= TO DO =
In the data below, take the lines from the one containing "the green stem" through the end of the data and write them out again. Swap every occurrence of "tag" for "mark" and leave everything else unchanged.

= ENTRIES PROVIDED =
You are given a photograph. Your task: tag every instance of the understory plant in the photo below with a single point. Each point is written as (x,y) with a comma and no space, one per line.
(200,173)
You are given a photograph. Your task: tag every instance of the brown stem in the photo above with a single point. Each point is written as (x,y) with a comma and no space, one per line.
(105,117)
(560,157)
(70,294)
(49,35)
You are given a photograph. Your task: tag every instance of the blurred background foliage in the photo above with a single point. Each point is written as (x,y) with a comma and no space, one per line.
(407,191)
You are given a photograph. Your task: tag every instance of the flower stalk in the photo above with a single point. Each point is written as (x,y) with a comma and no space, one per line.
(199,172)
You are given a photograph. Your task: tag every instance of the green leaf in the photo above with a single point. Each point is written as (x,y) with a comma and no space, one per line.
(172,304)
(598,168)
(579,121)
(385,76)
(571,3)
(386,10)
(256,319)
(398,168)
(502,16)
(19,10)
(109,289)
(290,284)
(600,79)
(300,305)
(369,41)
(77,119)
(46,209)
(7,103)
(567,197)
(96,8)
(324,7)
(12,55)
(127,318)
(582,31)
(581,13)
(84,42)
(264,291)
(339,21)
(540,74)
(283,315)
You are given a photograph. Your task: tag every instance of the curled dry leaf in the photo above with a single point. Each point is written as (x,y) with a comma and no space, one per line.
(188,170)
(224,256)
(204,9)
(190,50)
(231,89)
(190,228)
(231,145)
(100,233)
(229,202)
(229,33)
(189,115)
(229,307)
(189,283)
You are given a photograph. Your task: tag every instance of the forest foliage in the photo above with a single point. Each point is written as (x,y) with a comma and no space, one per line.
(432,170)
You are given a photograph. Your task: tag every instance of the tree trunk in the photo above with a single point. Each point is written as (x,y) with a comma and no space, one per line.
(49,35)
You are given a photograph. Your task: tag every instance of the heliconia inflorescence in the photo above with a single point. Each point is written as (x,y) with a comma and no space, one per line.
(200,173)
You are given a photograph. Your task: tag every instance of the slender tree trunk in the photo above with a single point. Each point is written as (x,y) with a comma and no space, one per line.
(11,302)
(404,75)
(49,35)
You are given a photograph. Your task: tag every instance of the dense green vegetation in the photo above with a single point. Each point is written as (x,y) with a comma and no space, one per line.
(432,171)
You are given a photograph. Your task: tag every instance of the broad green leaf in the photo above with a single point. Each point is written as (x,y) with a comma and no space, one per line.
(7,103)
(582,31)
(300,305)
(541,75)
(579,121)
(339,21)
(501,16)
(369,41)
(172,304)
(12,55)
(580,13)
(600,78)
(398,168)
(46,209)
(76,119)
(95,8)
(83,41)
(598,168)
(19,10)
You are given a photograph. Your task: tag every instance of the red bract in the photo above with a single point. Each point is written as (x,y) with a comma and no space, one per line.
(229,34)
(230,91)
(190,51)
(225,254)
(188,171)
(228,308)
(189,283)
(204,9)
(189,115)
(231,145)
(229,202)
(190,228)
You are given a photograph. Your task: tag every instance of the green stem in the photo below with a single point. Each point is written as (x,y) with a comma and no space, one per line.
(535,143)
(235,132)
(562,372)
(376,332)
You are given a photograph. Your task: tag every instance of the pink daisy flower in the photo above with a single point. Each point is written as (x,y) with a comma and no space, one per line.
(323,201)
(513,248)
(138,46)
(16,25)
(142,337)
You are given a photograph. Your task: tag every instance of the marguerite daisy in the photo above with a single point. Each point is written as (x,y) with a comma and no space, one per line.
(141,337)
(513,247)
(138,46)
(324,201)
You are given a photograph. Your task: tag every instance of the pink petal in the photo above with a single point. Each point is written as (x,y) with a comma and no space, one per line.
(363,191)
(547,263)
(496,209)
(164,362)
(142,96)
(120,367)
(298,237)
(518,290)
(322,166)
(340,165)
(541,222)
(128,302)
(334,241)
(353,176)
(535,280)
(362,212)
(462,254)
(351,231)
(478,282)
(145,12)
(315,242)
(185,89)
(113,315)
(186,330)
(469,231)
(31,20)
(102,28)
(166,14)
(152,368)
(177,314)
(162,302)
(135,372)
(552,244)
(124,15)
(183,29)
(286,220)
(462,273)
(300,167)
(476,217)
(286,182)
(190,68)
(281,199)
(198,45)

= RESULT OF THE TASK =
You are given a photograph. Your task: mark every instance of the green stem in the photo below with a single point. Each point is written as (x,y) with a comma and no space, one per line.
(535,143)
(235,132)
(562,372)
(376,332)
You are given a photograph. Your task: mark every instance of the pink daisy flower in the photo above with a single point. Each point is written as (x,y) with a comma and no space, one per line.
(323,201)
(513,248)
(138,46)
(16,25)
(142,337)
You are given a photograph. Your task: mark every instance of the marguerite daisy in the photo above with a single point. Each point is written as (x,y) with a comma and no space, one per line.
(141,337)
(513,247)
(138,46)
(324,201)
You are given a photograph. Your task: mark every instance of the pink petal in the photo above with a single point. Each point is written as (x,y) with a comma and no space, one per line.
(363,191)
(547,263)
(496,209)
(164,362)
(142,96)
(120,367)
(298,237)
(518,290)
(322,166)
(340,165)
(541,222)
(128,302)
(334,241)
(353,176)
(535,280)
(362,212)
(462,254)
(351,231)
(478,282)
(145,12)
(315,242)
(185,89)
(113,315)
(186,330)
(469,231)
(31,20)
(102,28)
(166,14)
(152,368)
(177,314)
(162,302)
(135,372)
(552,244)
(124,15)
(183,29)
(286,220)
(462,273)
(300,167)
(476,217)
(286,182)
(190,68)
(281,199)
(198,45)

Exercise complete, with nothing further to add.